***** DATA SUPPLIED
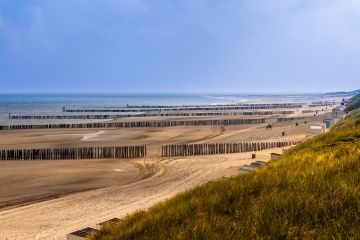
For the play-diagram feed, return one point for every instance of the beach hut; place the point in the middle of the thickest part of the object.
(81, 234)
(328, 122)
(275, 156)
(108, 222)
(257, 164)
(246, 168)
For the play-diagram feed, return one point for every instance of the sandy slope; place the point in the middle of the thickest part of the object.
(118, 193)
(55, 218)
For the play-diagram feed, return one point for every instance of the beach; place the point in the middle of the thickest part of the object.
(46, 199)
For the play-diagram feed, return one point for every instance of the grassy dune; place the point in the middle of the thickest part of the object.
(313, 192)
(354, 103)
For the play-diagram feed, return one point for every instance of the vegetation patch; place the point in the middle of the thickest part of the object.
(313, 192)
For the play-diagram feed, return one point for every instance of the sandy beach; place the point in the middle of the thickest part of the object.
(48, 199)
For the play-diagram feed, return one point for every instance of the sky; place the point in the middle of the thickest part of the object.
(234, 46)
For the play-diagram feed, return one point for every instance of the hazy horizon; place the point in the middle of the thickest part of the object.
(257, 46)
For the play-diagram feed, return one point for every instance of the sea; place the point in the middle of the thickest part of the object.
(53, 103)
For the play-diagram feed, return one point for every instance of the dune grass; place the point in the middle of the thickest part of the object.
(313, 192)
(353, 104)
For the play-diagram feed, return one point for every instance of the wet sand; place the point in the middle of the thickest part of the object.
(48, 199)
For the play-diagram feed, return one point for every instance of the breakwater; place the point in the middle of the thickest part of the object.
(176, 150)
(188, 108)
(74, 153)
(179, 114)
(139, 124)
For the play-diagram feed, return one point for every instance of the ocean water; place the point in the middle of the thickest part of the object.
(52, 104)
**********
*WHAT YOU WILL DO:*
Copy out exactly the lines from the line with "of the dune" to the end of the listing, including both of those lines, and give nothing else.

*TASK RESPONSE:*
For the play-diagram feed, return one point for every instance of the dune grass; place the point in the middle of the thickest part of the object.
(313, 192)
(353, 104)
For the play-diagram feed, return one point for every instance of the wet sand; place the point in the middle of the thickest part of the object.
(48, 199)
For the play-diagram feed, return one point for every instance of the breakwater; place the point in the middle of the thickest part of the object.
(176, 150)
(188, 108)
(74, 153)
(179, 114)
(139, 124)
For the play-diagram feed, return one point for every instance of the ocean water; place the point in the middle of the thickest part of the object.
(52, 104)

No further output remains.